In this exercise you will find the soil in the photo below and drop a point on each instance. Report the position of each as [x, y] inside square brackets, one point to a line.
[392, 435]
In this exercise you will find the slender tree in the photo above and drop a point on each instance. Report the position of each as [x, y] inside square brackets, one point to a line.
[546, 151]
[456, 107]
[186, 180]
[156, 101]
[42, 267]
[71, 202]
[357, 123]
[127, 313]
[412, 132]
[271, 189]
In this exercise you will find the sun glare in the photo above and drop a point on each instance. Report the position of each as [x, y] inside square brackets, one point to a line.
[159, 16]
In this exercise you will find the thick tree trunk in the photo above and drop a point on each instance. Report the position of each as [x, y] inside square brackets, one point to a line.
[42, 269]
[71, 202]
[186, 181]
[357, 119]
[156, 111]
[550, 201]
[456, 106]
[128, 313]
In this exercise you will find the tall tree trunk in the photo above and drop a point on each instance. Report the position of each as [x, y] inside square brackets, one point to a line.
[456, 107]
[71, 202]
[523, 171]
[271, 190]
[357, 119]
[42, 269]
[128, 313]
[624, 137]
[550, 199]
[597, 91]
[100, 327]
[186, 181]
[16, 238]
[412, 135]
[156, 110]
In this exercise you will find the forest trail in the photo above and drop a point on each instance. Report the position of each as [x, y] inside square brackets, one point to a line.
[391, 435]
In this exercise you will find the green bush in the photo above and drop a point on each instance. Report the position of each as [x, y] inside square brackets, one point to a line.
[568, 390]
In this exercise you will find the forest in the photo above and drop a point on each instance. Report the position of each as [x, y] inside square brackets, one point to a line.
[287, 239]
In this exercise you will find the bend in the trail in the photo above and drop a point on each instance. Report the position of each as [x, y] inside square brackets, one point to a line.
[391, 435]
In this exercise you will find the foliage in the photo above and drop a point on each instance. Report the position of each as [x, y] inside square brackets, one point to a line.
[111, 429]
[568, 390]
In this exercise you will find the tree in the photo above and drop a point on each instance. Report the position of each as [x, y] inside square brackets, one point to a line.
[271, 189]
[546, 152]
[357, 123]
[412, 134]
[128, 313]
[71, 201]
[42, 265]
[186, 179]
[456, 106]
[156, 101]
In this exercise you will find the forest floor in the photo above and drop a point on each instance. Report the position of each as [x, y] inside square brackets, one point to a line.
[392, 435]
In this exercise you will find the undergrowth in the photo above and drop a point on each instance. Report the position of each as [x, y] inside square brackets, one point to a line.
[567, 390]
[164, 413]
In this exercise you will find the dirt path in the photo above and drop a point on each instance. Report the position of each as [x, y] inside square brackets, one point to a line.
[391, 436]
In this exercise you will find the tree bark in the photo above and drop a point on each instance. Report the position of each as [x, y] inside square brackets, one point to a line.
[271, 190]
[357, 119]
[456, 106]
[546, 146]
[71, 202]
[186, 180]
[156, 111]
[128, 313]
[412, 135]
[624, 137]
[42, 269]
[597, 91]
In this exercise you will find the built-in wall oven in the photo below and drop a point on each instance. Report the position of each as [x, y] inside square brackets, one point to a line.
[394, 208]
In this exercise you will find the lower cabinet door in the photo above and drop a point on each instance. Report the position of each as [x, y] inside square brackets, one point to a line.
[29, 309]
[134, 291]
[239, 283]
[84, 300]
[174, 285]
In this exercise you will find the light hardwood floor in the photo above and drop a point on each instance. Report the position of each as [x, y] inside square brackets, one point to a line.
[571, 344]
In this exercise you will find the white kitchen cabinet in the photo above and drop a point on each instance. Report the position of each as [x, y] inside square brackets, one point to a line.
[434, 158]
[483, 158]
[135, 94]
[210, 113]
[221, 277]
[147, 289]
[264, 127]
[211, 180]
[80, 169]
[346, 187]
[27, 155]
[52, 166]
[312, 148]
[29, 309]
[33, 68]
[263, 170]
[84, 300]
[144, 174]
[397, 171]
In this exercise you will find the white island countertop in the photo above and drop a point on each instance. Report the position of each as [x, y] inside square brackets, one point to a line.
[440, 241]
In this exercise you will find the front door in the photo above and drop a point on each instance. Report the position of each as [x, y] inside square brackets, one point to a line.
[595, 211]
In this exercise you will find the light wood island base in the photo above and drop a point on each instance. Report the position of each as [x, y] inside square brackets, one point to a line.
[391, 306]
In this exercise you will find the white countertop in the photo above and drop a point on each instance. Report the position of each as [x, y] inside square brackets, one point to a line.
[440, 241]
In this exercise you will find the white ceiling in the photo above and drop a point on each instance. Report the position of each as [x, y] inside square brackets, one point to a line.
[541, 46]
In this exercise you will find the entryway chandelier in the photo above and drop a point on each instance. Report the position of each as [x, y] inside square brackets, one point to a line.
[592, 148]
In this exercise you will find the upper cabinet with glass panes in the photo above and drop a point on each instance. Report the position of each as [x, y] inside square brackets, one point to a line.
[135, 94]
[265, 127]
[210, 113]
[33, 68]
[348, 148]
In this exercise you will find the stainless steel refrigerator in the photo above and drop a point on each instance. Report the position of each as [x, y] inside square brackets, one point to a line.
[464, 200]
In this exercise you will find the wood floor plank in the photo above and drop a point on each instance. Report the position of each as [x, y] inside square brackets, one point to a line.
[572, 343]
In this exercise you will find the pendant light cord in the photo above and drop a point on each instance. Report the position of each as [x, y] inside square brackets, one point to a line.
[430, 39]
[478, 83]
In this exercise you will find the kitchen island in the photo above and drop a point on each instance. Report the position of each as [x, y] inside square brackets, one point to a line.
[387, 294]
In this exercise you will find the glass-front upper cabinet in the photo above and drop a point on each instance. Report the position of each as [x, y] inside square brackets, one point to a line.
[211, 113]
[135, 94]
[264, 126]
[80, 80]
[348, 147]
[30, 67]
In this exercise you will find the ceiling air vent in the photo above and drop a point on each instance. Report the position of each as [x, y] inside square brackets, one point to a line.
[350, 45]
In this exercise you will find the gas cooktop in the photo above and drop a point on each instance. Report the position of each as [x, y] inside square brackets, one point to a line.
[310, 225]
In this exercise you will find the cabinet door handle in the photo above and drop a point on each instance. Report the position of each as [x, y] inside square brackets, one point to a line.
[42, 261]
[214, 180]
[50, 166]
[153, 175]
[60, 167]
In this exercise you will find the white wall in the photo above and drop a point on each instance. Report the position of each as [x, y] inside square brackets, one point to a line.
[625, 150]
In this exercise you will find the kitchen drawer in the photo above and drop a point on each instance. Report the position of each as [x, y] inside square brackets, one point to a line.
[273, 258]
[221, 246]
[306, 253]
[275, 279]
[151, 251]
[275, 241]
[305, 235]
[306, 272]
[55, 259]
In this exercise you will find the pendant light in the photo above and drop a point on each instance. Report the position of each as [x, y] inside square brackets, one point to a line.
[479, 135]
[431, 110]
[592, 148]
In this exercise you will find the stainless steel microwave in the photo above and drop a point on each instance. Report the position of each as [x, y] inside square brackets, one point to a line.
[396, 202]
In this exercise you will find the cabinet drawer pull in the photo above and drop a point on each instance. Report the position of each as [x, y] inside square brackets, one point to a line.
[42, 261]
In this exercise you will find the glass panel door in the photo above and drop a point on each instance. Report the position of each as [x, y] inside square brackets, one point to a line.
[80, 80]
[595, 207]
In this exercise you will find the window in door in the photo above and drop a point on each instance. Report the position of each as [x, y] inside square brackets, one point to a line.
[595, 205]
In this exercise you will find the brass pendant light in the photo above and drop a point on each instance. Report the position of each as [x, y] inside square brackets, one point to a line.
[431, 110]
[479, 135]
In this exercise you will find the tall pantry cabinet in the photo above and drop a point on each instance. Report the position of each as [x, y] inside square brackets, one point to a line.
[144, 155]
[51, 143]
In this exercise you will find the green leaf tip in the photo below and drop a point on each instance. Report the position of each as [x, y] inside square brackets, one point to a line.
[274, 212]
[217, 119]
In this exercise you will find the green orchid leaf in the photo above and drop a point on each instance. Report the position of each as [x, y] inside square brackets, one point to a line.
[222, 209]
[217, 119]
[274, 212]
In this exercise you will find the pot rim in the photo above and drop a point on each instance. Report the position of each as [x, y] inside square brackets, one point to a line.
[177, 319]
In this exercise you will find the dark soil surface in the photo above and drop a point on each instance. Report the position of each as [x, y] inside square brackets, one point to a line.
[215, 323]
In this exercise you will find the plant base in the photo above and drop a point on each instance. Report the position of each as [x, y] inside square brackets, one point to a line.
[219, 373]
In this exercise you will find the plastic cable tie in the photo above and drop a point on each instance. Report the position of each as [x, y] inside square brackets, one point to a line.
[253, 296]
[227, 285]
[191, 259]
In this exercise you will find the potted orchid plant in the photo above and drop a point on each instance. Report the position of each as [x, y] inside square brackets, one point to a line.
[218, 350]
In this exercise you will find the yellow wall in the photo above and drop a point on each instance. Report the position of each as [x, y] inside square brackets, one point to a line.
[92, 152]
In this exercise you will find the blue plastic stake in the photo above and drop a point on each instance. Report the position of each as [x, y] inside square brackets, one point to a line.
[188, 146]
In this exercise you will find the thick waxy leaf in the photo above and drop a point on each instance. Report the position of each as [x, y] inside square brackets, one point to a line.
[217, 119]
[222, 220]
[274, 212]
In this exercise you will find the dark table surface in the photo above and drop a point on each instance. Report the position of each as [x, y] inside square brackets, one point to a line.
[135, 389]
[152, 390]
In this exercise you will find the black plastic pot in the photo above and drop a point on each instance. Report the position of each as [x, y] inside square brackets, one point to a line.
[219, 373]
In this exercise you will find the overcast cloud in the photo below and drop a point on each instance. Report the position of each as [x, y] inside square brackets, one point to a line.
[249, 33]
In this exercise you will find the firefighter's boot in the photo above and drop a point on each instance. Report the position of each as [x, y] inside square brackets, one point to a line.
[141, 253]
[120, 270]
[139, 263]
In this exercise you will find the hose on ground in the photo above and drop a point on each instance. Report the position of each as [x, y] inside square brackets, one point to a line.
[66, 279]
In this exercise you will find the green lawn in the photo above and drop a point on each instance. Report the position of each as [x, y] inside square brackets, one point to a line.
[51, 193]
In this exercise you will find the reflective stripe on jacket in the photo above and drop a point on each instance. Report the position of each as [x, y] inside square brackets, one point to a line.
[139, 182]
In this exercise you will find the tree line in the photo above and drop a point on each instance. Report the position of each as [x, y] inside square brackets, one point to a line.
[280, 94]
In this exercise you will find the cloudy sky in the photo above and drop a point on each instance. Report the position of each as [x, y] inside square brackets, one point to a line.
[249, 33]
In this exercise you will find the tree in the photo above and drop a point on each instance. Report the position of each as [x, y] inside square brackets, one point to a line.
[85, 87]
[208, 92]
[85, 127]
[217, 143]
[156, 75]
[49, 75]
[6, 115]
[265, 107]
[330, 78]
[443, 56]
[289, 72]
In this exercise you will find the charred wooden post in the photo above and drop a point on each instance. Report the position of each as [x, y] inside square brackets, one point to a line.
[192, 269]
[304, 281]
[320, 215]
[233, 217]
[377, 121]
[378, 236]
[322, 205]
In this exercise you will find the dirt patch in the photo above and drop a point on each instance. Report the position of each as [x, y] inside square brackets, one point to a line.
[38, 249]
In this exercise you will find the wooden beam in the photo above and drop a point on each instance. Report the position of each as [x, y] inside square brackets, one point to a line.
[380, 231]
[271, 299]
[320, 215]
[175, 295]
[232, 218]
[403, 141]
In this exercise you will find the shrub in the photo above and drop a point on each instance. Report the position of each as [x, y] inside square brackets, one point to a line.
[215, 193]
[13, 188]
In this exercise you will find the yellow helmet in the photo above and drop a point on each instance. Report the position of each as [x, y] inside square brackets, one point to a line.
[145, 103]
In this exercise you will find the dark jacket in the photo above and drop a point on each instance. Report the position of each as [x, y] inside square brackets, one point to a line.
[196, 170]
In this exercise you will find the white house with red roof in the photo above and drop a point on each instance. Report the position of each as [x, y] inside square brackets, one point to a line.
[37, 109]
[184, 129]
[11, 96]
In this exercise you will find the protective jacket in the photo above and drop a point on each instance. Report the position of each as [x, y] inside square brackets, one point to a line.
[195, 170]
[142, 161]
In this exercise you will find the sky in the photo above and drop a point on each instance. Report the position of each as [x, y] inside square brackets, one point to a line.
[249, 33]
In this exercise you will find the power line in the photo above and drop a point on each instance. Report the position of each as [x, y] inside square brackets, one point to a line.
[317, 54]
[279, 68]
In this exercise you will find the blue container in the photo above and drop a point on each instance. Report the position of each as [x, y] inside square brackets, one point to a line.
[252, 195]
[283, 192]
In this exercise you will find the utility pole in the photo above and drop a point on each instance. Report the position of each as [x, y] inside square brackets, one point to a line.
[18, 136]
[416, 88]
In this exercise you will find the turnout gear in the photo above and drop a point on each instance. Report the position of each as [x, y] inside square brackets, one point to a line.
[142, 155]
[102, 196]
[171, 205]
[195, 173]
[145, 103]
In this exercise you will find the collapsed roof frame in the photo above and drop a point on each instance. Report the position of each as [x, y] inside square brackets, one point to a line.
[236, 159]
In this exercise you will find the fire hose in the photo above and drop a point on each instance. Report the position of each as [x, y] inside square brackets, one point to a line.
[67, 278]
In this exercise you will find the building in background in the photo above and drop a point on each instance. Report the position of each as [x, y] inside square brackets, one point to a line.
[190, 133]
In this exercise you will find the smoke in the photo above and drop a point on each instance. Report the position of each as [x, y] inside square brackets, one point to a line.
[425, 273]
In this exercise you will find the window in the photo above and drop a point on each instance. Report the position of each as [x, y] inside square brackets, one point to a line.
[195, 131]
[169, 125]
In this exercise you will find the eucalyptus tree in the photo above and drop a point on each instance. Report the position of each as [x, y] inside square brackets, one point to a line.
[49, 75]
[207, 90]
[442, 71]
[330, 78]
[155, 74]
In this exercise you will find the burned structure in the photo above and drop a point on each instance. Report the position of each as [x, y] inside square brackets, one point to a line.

EXERCISE DIRECTIONS = Give back, unchanged and word for word, everything from the line containing "In this exercise you will find the window in the" down through the end of the items above, including both that line and the last one.

RESPONSE TO THIS EXERCISE =
In this exercise you will find the window in the photo above and drop a point on each instance. Report the position of each as [x, y] inside square brackets, one point to a line.
[195, 131]
[169, 125]
In this exercise you will find the eucalyptus tree in the photo above and drop a point on each instance. Report the position of each as [x, y] inside square brackets, one point to a line.
[49, 75]
[207, 90]
[442, 71]
[330, 78]
[155, 74]
In this exercise you will find the burned structure in the photo above and drop a point on each instance. Report the position of each as [x, y] inside square brackets, one point to a line.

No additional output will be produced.